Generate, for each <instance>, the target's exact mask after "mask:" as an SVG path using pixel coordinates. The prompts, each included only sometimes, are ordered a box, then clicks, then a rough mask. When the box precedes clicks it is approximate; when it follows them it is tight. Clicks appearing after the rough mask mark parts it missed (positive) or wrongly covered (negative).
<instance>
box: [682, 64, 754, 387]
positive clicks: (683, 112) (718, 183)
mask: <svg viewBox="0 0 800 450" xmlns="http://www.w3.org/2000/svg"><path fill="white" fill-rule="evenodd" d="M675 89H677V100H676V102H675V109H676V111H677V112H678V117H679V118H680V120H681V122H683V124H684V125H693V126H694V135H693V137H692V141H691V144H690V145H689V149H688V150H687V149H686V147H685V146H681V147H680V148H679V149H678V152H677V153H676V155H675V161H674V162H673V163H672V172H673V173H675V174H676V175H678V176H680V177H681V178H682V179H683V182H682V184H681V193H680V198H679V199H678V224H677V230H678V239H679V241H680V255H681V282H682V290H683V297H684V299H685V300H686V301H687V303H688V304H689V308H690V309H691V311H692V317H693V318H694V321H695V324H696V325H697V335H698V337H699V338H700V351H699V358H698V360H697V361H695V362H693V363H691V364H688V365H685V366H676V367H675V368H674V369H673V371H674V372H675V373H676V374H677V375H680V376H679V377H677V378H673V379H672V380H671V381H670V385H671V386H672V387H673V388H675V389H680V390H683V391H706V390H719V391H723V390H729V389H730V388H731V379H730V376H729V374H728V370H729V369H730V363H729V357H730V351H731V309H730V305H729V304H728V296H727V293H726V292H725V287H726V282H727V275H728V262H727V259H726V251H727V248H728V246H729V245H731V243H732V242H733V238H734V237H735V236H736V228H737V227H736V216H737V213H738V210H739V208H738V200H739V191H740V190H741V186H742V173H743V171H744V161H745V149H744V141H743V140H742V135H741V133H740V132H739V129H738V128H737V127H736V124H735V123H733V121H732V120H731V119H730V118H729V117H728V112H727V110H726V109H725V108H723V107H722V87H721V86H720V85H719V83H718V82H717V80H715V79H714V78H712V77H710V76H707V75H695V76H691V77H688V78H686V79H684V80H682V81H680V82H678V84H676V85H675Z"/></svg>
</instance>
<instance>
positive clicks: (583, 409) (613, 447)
——————————
About this exercise
The whole listing above is to be copied exactly.

Response area
Generate, for each <instance>, the target's exact mask after "mask:" as an SVG path using pixel coordinates. The prompts, each included only sometimes, are ordered a box, then clicks, then a rough mask. When the box precedes clicks it is approximate; when it follows them it is tight. Clicks appearing after the rough mask mark parts it missed (positive) or wrongly covered (negative).
<instance>
box: [682, 64, 754, 387]
positive clicks: (683, 112) (718, 183)
mask: <svg viewBox="0 0 800 450" xmlns="http://www.w3.org/2000/svg"><path fill="white" fill-rule="evenodd" d="M675 89H677V100H676V102H675V109H676V111H677V112H678V117H679V118H680V120H681V122H683V124H684V125H693V126H694V135H693V137H692V141H691V144H690V145H689V149H688V150H687V149H686V147H685V146H681V147H680V148H679V149H678V152H677V153H676V155H675V161H674V162H673V163H672V172H673V173H675V174H676V175H678V176H680V177H681V178H682V179H683V182H682V184H681V193H680V198H679V199H678V224H677V230H678V239H679V241H680V255H681V282H682V290H683V297H684V299H685V300H686V301H687V303H688V304H689V308H690V309H691V311H692V317H693V318H694V321H695V324H696V325H697V335H698V337H699V338H700V351H699V358H698V360H697V361H695V362H693V363H691V364H688V365H685V366H676V367H675V368H674V369H673V371H674V372H675V373H676V374H677V375H680V376H679V377H677V378H673V379H672V380H671V381H670V385H671V386H672V387H673V388H675V389H680V390H683V391H706V390H719V391H723V390H729V389H730V388H731V379H730V376H729V374H728V370H729V369H730V363H729V357H730V351H731V309H730V305H729V304H728V296H727V293H726V292H725V287H726V282H727V275H728V262H727V259H726V251H727V248H728V246H729V245H731V243H732V242H733V238H734V237H735V236H736V228H737V227H736V216H737V213H738V210H739V208H738V200H739V191H740V190H741V186H742V173H743V171H744V161H745V149H744V141H743V140H742V135H741V133H740V132H739V129H738V128H737V127H736V124H735V123H733V121H732V120H731V119H730V118H729V117H728V112H727V110H726V109H725V108H723V107H722V87H721V86H720V85H719V83H718V82H717V80H715V79H714V78H712V77H710V76H707V75H695V76H691V77H688V78H686V79H684V80H682V81H680V82H678V84H676V85H675Z"/></svg>
</instance>
<instance>
positive clicks: (583, 409) (613, 447)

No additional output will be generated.